Instructions to follow
Convert the lines of the listing below, from the line containing "Objective — one dot per instance of the girl's" through the line containing "[[990, 94]]" (both inclusive), into a JSON array of strings with one string per line and blank lines omitted.

Data section
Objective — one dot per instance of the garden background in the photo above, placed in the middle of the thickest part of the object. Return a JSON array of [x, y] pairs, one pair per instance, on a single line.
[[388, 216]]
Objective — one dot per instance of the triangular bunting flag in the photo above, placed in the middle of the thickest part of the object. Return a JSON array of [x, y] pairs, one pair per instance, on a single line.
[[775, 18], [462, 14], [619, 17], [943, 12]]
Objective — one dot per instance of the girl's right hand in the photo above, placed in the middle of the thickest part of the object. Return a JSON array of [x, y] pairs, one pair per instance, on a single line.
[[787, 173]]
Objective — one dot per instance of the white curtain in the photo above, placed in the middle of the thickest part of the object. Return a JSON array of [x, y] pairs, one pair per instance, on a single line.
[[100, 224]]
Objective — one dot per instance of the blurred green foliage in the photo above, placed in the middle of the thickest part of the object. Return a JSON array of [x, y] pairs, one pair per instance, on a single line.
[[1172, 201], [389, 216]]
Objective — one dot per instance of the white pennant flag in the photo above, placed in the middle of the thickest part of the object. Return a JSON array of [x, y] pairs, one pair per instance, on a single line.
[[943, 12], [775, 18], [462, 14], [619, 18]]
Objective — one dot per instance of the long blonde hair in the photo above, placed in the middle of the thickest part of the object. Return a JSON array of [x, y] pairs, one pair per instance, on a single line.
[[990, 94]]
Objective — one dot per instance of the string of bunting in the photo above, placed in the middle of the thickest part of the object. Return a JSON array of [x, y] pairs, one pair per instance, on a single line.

Written answer
[
  "Objective — one dot per instance of the girl's right hand in the photo above, placed in the middle of the thickest part of the object. Return a JSON array of [x, y] pairs, one pair per instance, on a single line.",
  "[[787, 173]]",
  "Objective — one dot per instance of the white curtain in the photo above, placed in the middle of the thickest part of the object. Return a JSON array of [x, y] pairs, one pair per instance, on a single line.",
  "[[100, 224]]",
  "Objective — one dot per instance of the blurred green foliage in the photo above, placed in the middle of the thickest part of the object. Return a JSON array of [x, y] pairs, one pair per instance, on a single line.",
  "[[1172, 201], [389, 216]]",
  "Objective — one dot per instance of the white pennant flag in the photo above, placed in the middle of the thickest part of the object. Return a JSON array of [x, y] pairs, one pair per instance, on a single line.",
  "[[943, 12], [775, 18], [462, 14], [619, 18]]",
  "Objective — one dot per instance of the long blonde hair in the photo above, placed in the middle of the thickest part of the object. Return a JSON array of [x, y] pairs, one pair per instance, on a single line.",
  "[[990, 94]]"
]